_BRIEF 1_.
Copy out every line in the rows below that contains the string "Query". Case counts.

_SOURCE TEXT_.
"""
We then compared the rental payments made by Starbright during the POR with the amount of rent Starbright would have at the benchmark rate; we divided the benefit amount by Starbright's total sales during the POR to calculate a countervailable subsidy rate of 0.76 percent ad valorem.
2. Government Policy Lending
In the investigation, we found that policy lending was de jure specific within the meaning of section 771(5A)(D)(i) of the Act, constitutes financial contributions by “authorities” (i.e., State-owned commercial banks) within the meaning of sections 771(5)(B) and 771(5)(D)(i) of the Act, and provides benefits within the meaning of section 771(5)(E)(ii) of the Act equal to the difference between what the recipients paid on loans from government-owned banks and the amount they would have paid on comparable commercial loans. In our initial questionnaire to the GOC, we noted our intention to rely on our findings in the investigation regarding the countervailability of this program. We noted: “However, if there were any changes to the operation of the program since it was last reviewed, please answer all relevant appendices.” As noted above, the GOC did not respond to this questionnaire and thus no information has been placed on the record of this review that would cause us to change our findings from the investigation. Therefore we are continuing to find government policy lending countervailable.
"""
_BRIEF 2_.
Using the subsidy passage, decide whether each statement agrees with it: (a) The subsidy rate worked out for Starbright was 0.76 percent ad valorem. (b) The GOC answered the initial questionnaire. (c) Government policy lending is no longer found countervailable. Answer yes or no for each, and quote the words of the passage that decide it.

_RECORDS FOR PROCESSING_.
"""
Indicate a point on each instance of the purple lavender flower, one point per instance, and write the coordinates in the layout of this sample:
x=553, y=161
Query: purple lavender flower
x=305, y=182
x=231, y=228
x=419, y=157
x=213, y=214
"""
"""
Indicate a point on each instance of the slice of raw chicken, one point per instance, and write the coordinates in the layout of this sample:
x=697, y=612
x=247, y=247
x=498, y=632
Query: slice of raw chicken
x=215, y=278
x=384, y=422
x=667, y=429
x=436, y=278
"""
"""
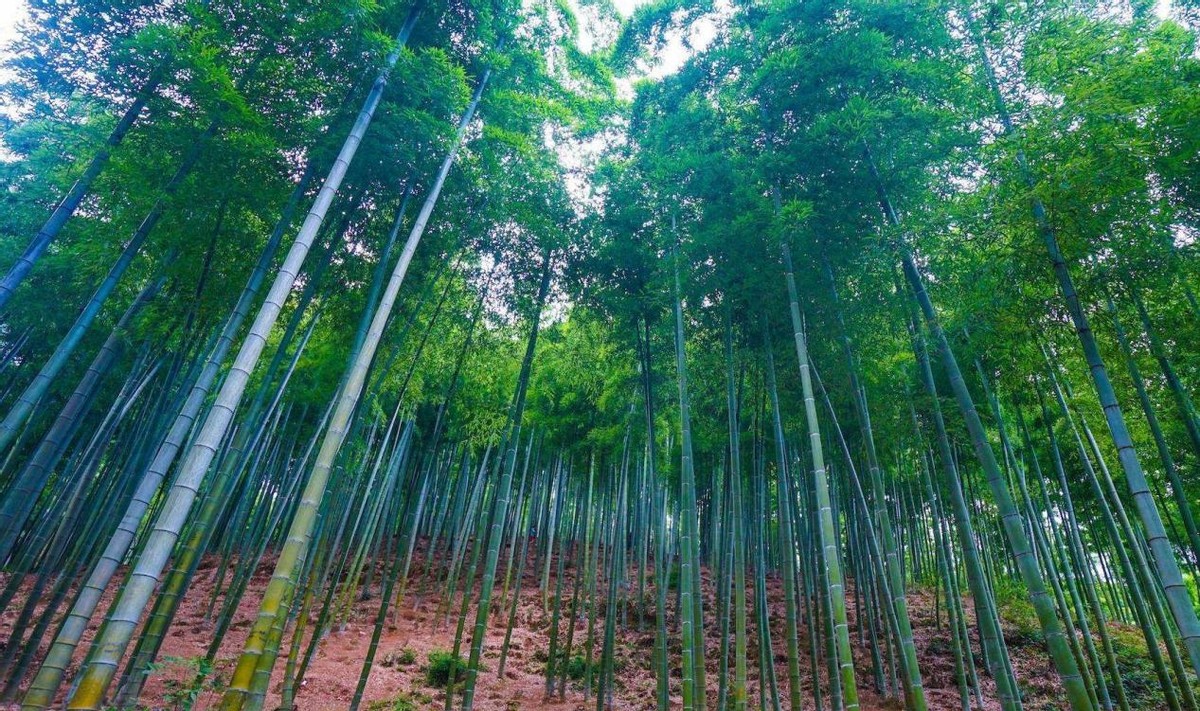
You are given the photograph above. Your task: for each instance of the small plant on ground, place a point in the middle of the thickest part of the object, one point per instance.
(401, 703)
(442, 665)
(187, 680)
"""
_SOLUTION 1_.
Query: purple lavender flower
Query: slice of raw chicken

_SOLUTION 2_.
(a) Yes: "to calculate a countervailable subsidy rate of 0.76 percent ad valorem"
(b) No: "the GOC did not respond to this questionnaire"
(c) No: "Therefore we are continuing to find government policy lending countervailable."